Output the records. Match them exactly.

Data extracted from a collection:
"""
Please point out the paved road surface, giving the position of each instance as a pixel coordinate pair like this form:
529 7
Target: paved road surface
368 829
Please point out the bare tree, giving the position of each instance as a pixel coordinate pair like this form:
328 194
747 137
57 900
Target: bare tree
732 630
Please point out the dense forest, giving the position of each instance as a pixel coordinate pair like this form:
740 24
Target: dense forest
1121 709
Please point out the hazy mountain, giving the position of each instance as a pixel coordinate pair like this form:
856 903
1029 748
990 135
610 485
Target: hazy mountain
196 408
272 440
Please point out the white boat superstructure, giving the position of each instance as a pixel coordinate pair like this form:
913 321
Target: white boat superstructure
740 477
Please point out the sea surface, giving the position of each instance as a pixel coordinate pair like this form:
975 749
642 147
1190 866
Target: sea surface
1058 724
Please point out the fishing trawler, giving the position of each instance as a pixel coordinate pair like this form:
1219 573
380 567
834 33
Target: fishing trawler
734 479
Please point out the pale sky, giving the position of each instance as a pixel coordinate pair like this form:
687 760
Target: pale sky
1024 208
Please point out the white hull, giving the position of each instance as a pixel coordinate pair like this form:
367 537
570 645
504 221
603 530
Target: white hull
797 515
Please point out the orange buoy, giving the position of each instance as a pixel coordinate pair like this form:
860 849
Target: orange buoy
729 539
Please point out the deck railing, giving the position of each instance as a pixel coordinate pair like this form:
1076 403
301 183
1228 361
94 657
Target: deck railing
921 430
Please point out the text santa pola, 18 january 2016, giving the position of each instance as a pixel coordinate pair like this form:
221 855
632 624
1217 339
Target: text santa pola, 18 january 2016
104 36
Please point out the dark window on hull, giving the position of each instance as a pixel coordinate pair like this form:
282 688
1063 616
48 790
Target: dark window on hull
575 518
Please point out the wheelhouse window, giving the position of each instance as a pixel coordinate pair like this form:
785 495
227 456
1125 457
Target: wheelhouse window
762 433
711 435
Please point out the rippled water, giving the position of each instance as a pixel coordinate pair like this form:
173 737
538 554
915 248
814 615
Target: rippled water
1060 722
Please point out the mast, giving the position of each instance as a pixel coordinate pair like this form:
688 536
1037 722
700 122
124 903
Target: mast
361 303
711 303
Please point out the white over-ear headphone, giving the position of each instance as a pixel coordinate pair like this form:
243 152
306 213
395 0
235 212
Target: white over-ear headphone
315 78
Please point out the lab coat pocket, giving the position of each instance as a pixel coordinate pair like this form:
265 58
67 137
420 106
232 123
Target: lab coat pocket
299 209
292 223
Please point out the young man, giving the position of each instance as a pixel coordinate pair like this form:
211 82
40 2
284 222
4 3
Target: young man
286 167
"""
**Final result**
Please point out the paved road surface, giving the position of each instance as a pixel coordinate pair like this form:
529 7
Target: paved road surface
368 829
Please point out the bare tree, giving the position of each instance as a pixel coordinate pair like this form:
328 194
747 137
57 900
Target: bare tree
732 630
Please point out the dense forest, giving the position of each instance as a pixel coordinate pair like this form:
740 24
Target: dense forest
1121 709
Please point out the hazy mountain, giving the position of each instance as a pixel coordinate pair like this form:
856 903
1029 748
990 135
610 485
Target: hazy mountain
196 408
272 440
Please point out the white boat superstructure, giving the position of each instance as a pixel coordinate pair like this form:
913 321
Target: white boat superstructure
740 477
Please point out the sea surface, giving the position of each instance as a pixel coordinate pair like this form:
975 749
642 147
1190 866
Target: sea surface
1058 724
Please point out the fishing trawler, giving the position of each instance as a pixel coordinate pair like this form:
1219 573
380 567
834 33
Target: fishing trawler
734 479
Please point out the pale sky, giving the position of each instance as a pixel coordinate pair like this form:
687 760
Target: pale sky
1024 208
Please point out the white hull, giving the position of each instance as a pixel coordinate pair like this form:
367 537
570 645
504 221
603 530
Target: white hull
797 515
Please point out the orange buoy, giving the position of each instance as a pixel coordinate pair like this form:
860 849
Target: orange buoy
729 539
Please point out the deck railing, giving the position of each instance as a pixel coordinate pair like this form:
1076 403
301 183
1228 361
94 657
Target: deck railing
921 430
Please point out the text santa pola, 18 january 2016, giving the position of each instance as a pixel coordinate pair like this form:
221 855
632 624
1217 339
Target: text santa pola, 18 january 2016
104 36
Please point out the dark window on hull, giving the position of each instance as a pixel coordinate pair like this form:
282 688
1063 616
48 790
Target: dark window on hull
575 518
Please point out the wheelhouse window, giving the position of each instance as a pixel coordinate pair like this form:
785 495
227 456
1125 457
Target: wheelhouse window
762 433
711 435
Please point out the rippled water, giving the position of each instance as a pixel coordinate pair like this form:
173 737
538 554
915 248
814 615
Target: rippled water
1060 722
Please point out the mast, giving the position of each instance as a pixel coordinate pair like this form:
688 536
1037 722
700 122
124 903
Target: mast
361 303
711 303
Please point out the white over-ear headphone, giving the position of each instance as a pixel coordinate pair like this form:
243 152
306 213
395 0
235 212
Target: white over-ear headphone
315 78
Please point out the lab coat pocket, giving the position of each instance as a pixel coordinate pair like this form:
265 58
67 137
420 106
232 123
Target: lab coat pocket
299 209
292 223
Please point out the young man, giving the position of each instance as a pixel coordinate pair like this form:
211 82
40 2
284 222
4 3
Target: young man
286 167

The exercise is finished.